The piece about The Bachelor reports news that broke about Rachael. List each thing that news said she had done.

STUDY TEXT Start Marker

When the season began, I’d heard rumors about contestant Rachael Kirkconnell having a racist past. There were photos and allegations being made on a number of gossip blogs. However, I tried to stay optimistic. Maybe it wasn’t true. Maybe Matt would not end up choosing her in the end. Maybe… I was being hopeful.
As news officially broke that Rachael had been seen in racist costumes, liking questionable posts on social media, and attended an Antebellum-themed party in 2018, I wasn’t too surprised given my prior suspicions. And then I heard the news that Matt had chosen to give her his final rose.
At that point, I stopped watching The Bachelor. It became a mockery to the women of color who had competed. The Black American mantra “twice as good to get half as far” played in my mind. No matter what the Black women did, how amazing they were, how great and deep the conversations were they had with Matt, it didn’t matter. He still ended up choosing the racist white lady.
Yes, the show is trash for not putting in the work and vetting its contestants the way it should have. There’s no way that Rachael should have participated in Season 25. However, I’m truly appalled with Matt James. This man was supposedly searching for the love of his life. For the duration of the show, he was doing nothing else but dating these women. And during that time, he never had a deep conversation about race and social politics with Rachael? It seems so lazy and hypocritical considering that he’d had those sorts of talks with the women of color on the show, as they bonded over stories of trauma. While those women revealed their scars to Matt, and relived the emotional pain of what it means to be a minority in this country, he never once thought about bringing up his experiences to Rachael—a woman who he chose over dozens of other women. A woman who he contemplated proposing to. A woman with whom he thought about creating a family.

STUDY TEXT End Marker
LISTED RECORDS Start Marker

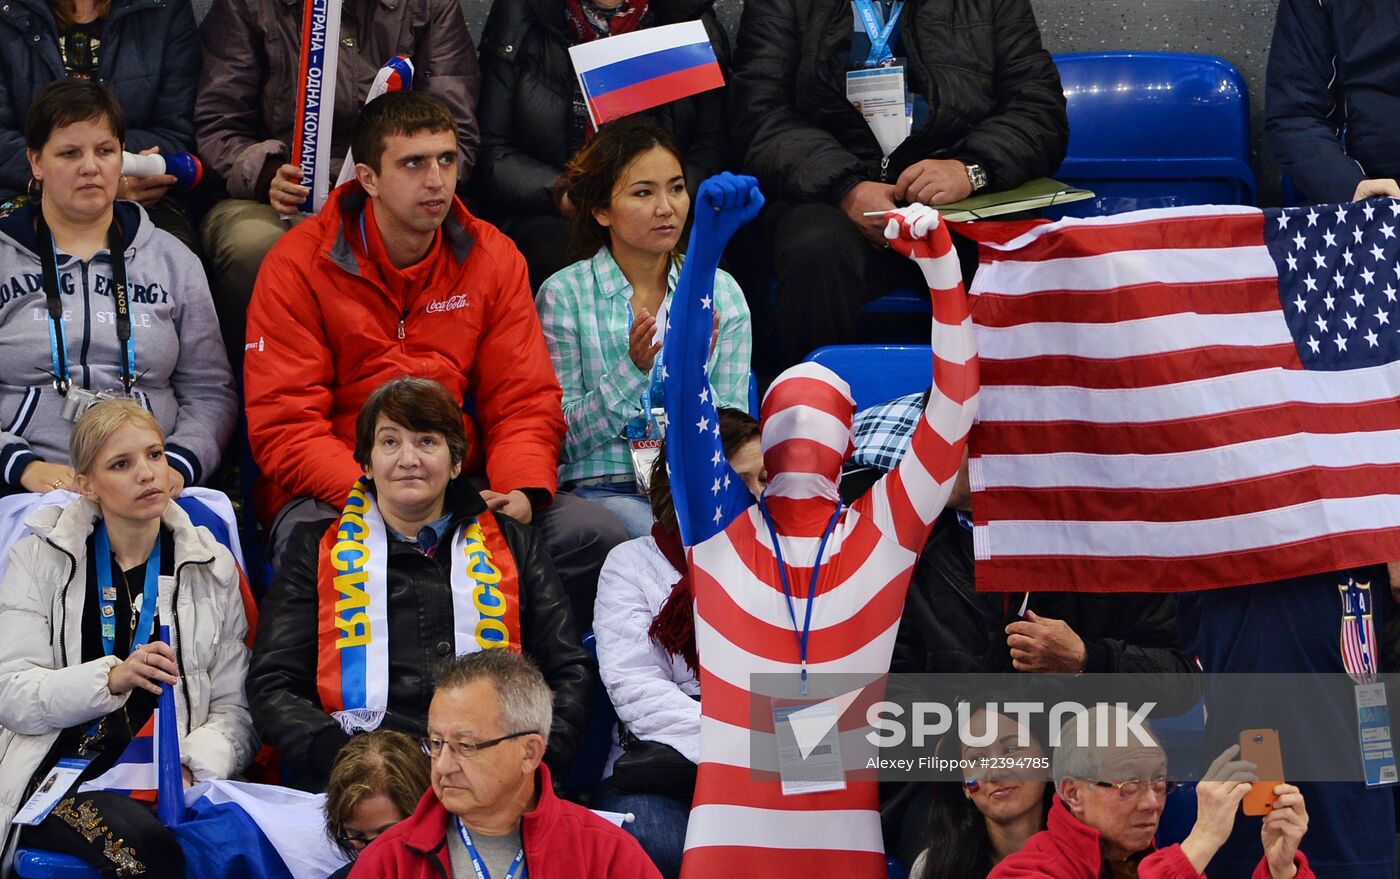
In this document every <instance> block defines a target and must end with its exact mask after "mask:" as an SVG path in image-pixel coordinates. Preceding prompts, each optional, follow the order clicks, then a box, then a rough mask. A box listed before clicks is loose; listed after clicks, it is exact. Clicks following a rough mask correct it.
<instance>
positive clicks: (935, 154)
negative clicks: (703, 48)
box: [731, 0, 1070, 203]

LISTED RECORDS End Marker

RESULT OF THIS TASK:
- Been seen in racist costumes
- Liked questionable posts on social media
- Attended an Antebellum-themed party in 2018